**** Recorded information ****
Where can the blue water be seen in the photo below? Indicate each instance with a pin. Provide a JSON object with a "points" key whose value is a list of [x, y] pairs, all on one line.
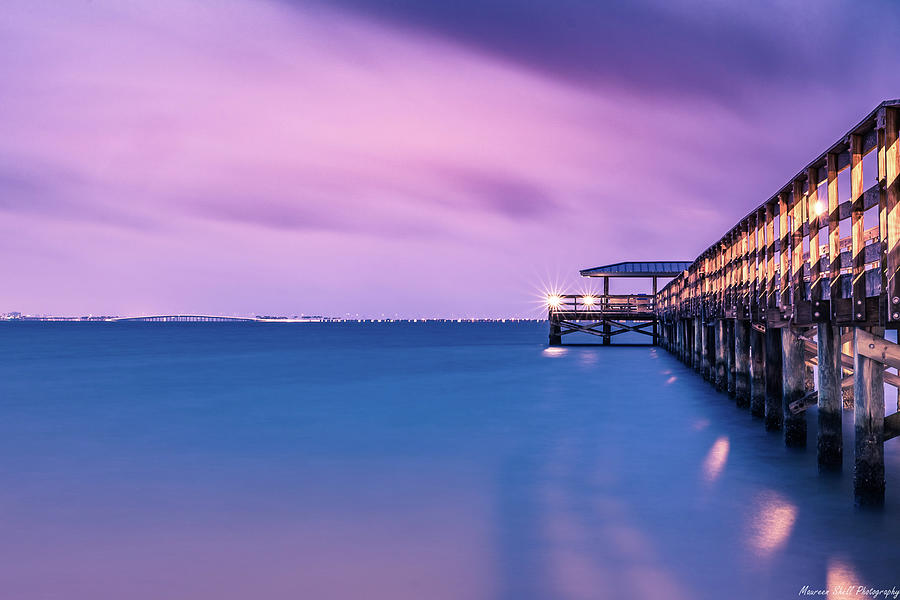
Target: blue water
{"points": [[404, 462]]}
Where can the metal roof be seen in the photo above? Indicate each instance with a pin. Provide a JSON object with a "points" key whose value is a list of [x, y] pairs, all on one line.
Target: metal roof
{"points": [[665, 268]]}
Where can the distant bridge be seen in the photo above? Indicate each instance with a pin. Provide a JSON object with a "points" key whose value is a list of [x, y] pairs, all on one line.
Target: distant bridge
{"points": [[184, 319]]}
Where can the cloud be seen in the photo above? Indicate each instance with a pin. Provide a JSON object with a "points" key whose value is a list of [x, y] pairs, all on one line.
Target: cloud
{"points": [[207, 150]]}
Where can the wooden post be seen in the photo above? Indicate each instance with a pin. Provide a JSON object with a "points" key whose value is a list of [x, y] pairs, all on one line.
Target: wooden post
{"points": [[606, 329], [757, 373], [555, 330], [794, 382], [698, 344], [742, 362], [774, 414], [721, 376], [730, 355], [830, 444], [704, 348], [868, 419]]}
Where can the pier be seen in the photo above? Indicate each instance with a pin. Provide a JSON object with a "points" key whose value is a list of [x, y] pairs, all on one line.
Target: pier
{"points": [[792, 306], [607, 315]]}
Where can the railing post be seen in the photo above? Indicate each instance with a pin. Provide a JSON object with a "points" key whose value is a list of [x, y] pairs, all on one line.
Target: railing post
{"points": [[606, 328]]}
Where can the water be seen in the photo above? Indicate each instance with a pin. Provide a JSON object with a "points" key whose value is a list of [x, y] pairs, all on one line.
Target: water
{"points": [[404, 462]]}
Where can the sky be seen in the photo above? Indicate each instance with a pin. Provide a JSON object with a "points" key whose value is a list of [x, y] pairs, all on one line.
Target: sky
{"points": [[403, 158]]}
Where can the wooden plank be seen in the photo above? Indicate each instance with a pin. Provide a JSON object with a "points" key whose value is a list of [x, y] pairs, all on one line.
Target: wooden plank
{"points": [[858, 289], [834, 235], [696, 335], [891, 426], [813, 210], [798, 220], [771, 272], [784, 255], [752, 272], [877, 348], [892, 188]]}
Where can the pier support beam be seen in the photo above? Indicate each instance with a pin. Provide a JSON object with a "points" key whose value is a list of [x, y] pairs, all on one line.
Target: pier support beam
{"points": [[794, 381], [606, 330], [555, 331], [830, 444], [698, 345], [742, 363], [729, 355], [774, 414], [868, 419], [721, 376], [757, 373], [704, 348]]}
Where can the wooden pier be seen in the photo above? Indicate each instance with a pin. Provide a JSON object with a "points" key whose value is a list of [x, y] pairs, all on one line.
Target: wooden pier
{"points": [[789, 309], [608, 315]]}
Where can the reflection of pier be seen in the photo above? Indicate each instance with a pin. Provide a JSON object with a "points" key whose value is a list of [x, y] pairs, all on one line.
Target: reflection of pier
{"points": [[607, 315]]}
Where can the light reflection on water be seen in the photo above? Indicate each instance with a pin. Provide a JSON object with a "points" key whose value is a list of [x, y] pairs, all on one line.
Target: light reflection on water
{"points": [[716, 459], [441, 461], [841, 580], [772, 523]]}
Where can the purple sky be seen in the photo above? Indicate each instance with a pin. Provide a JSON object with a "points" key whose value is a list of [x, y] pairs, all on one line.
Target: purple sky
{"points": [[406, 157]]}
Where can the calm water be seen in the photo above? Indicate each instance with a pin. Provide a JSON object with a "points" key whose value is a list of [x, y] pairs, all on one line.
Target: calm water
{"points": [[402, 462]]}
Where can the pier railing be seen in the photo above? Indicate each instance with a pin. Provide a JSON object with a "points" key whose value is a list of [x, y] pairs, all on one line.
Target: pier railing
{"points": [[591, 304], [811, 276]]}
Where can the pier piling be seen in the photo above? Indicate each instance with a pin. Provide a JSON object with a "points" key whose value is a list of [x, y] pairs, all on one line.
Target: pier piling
****
• _Problem details_: Within the entries above, find each line where "piling" appears; copy every one.

• _Answer space_:
Where can the pier piling be seen in the photo above? Indicate each instance with a pin. Provide a JSON object with a "points" key whose value is a list of [x, y] pairs, all on one line.
Target: pier piling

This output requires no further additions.